--- Text block Enclosed Below ---
Former Tennessee Titans tight end Frank Wycheck believes he has CTE, according to ESPN.
Wycheck told ESPN that he is experiencing migraines, back and neck pain, and anxiety and depression. CTE is marked by those symptoms and more, but is currently only able to be diagnosed post-mortem. There’s been research done on diagnosing CTE in the living, and it is a high priority for researchers, but CTE research in general is preliminary.
Wycheck says he is particularly concerned by the fact that many former football players who killed themselves were diagnosed with CTE post-mortem:
“I worry about, I’m scared about the time if I actually get to that point where these guys [who have committed suicide] have snapped,” he said. “What has made them snap? And that is what I am scared of, that there is something that is going to come over me that is going to make me snap.
“I don’t think I am going to do it, but those guys you would never think in a million years would. And that’s the scary part about it. There is no one that can tell you really anything. It’s just, the damage is done.”
Wycheck remembers playing football when he was as young as five years old, and recalls “dings and flashes” at the time. Preliminary research suggests that playing football before age 12 is significantly more dangerous than starting to play football at ages 12 and up. Wycheck says that if he had a son—he has two daughters—he would have allowed him to play football, but not before age 12.
Like many other former football players who struggle with symptoms associated with CTE, Wycheck still looks fondly on his time playing the game. At the time Wycheck was playing, and at any time until very recently, players were not aware of the extent of damage they were doing to their brains and bodies.
Wycheck was part of the Music City Miracle play during the 1999-2000 AFC wild card game; the Titans eventually made it to the Super Bowl, but lost to the St. Louis Rams at the beginning of their Greatest Show On Turf run.
ESPN reports Wycheck plans to donate his brain to Concussion Legacy Foundation, the leading facilitator for brain research at Boston University’s industry-leading CTE Center. CLF has designated February 2017 as “Brain Pledge Month,” a somewhat awkward phrase for its drive to recruit people who have played contact sports to agree to have their brains sent for research after their death.
CLF founder and CEO Chris Nowinski told Deadspin that Wycheck pledged to donate his brain “years ago” and that he’s been a “very consistent supporter” of the foundation. Nowinski could not speak to Wycheck’s involvement with CLF beyond his pledge, but explained some of the foundation’s responsibilities beyond facilitating donations:
Part of our job is managing concerns about the disease because the headlines involve the people who have very bad outcomes, but there are also people who live long and successful lives with CTE pathology. If anybody reaches out, we always work to find them a referral with a doctor in the area who is willing to help them. Unfortunately, there’s no specialty that deals with CTE, so there’s no formal training for clinical care of CTE right now. That’s a great need that our research is meant to fill.
Wycheck told ESPN he is taking medication for his anxiety and depression.
He says he has not been public about his deteriorating mental and physical health because he believes “it’s kind of creepy.” People with symptoms of CTE often experience isolation and loss of support as the disease deteriorates mental faculties, including impulse control and emotional regulation.
Wycheck knows it is a difficult topic amongst friends and strangers. “People don’t want to hear about morbid stuff like that,” he told ESPN.
--- End of Enclosed Text block ---
--- Data provided Enclosed Below ---
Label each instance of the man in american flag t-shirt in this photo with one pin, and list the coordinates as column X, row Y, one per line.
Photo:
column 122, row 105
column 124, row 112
--- End of Enclosed Data provided ---
## [Exercise]
Reproduce the stretch of the article on Frank Wycheck from "Wycheck told ESPN that" through "general is preliminary.", word for word.

## [Solved exercise]
Wycheck told ESPN that he is experiencing migraines, back and neck pain, and anxiety and depression. CTE is marked by those symptoms and more, but is currently only able to be diagnosed post-mortem. There’s been research done on diagnosing CTE in the living, and it is a high priority for researchers, but CTE research in general is preliminary.